Your output must consist of the records printed verbatim, with the pictures excluded.

[Point-per-instance localization data]
-- Opening Marker --
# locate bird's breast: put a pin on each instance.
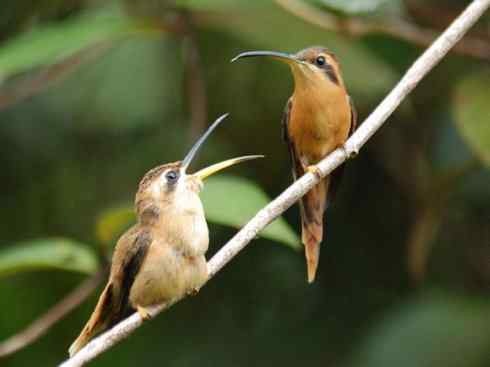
(319, 121)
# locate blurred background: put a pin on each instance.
(95, 93)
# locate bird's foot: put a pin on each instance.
(193, 292)
(144, 313)
(350, 154)
(315, 170)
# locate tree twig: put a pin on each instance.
(276, 207)
(398, 28)
(40, 326)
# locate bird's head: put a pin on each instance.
(310, 66)
(171, 184)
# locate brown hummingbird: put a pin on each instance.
(161, 258)
(319, 117)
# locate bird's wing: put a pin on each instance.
(130, 251)
(113, 302)
(336, 176)
(297, 167)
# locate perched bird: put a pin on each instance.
(161, 258)
(319, 117)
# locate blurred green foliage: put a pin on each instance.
(405, 268)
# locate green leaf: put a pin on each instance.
(227, 200)
(472, 110)
(359, 6)
(52, 43)
(435, 331)
(233, 201)
(47, 254)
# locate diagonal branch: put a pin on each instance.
(42, 325)
(275, 208)
(398, 28)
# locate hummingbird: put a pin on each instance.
(318, 118)
(162, 257)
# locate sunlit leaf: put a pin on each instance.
(47, 254)
(50, 44)
(472, 111)
(233, 201)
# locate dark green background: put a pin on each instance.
(82, 142)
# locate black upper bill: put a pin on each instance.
(278, 55)
(188, 158)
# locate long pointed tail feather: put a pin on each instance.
(99, 321)
(312, 208)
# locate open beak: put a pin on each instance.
(208, 171)
(211, 170)
(281, 56)
(192, 153)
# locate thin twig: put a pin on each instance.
(398, 28)
(276, 207)
(40, 326)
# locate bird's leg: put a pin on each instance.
(143, 312)
(315, 170)
(349, 155)
(311, 168)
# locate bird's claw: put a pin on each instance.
(144, 313)
(193, 292)
(315, 170)
(349, 154)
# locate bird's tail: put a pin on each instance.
(312, 208)
(99, 321)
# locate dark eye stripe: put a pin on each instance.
(330, 72)
(172, 176)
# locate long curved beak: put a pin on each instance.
(281, 56)
(211, 170)
(192, 153)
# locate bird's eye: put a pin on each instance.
(320, 60)
(172, 176)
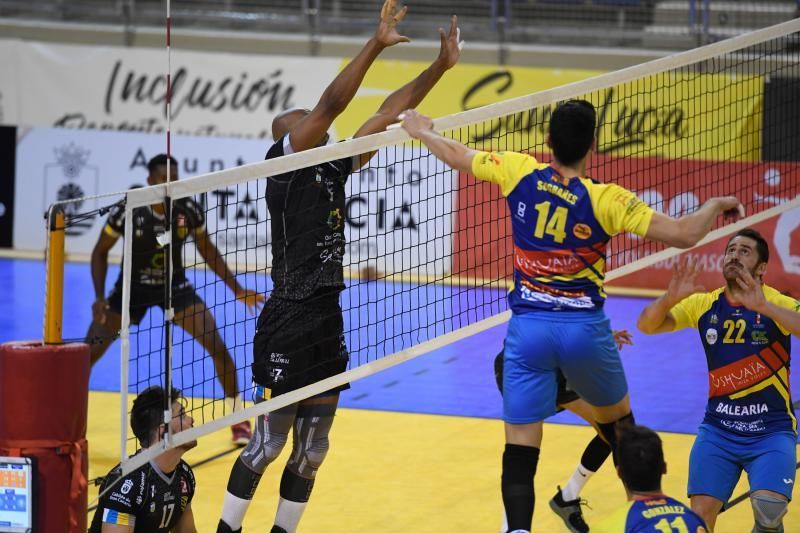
-- Closing Marker --
Written answer:
# locate bird's breast: put a pin on each instance.
(319, 121)
# locate blurred background: put a pin on each instance.
(95, 93)
# locate bird's foot: put a pin on each instance.
(193, 292)
(144, 313)
(350, 154)
(315, 170)
# locate tree twig: put a pin on each instance.
(276, 207)
(398, 28)
(40, 326)
# locate bird's head: put a pin on each instance.
(310, 66)
(171, 184)
# locate brown hummingbird: put a pin on each instance.
(161, 258)
(319, 117)
# locate bird's wing: put a pin on each instance.
(130, 251)
(113, 302)
(336, 176)
(297, 167)
# locate perched bird: put a pin on each instance.
(161, 258)
(319, 117)
# locate blurred green foliage: put a pin on each instance.
(405, 268)
# locate green leaf: put a pin on each instance.
(227, 200)
(472, 110)
(359, 6)
(52, 43)
(435, 331)
(233, 201)
(47, 254)
# locate diagonal branch: put a pin on each instance.
(42, 325)
(275, 208)
(398, 28)
# locate hummingbird: put a pin on each instance.
(318, 118)
(162, 257)
# locate sunlit leaf: put a pin on each instance.
(47, 254)
(50, 44)
(472, 111)
(233, 201)
# locate dark green background: put a pin on each instance.
(82, 142)
# locate black upper bill: put a pin on each instance.
(278, 55)
(188, 158)
# locate long pointed tail feather: put a pin on each instance.
(99, 321)
(312, 208)
# locate open beak: put a pin on each instance.
(208, 171)
(211, 170)
(281, 56)
(192, 153)
# locate thin twig: put a pin on each instance.
(398, 28)
(276, 207)
(40, 326)
# locate bird's leg: put a pin on each instance.
(143, 312)
(315, 170)
(349, 155)
(311, 168)
# locate bird's claw: put a pin on each instance.
(144, 313)
(193, 292)
(315, 170)
(349, 154)
# locate bird's tail: put a pin on each instance.
(312, 208)
(99, 321)
# locate dark eye stripe: put a pin on each instance.
(330, 72)
(172, 176)
# locate long curved beak: put a pin on each instance.
(281, 56)
(211, 170)
(192, 153)
# locate bird's eye: put a pin on each instance.
(320, 60)
(172, 176)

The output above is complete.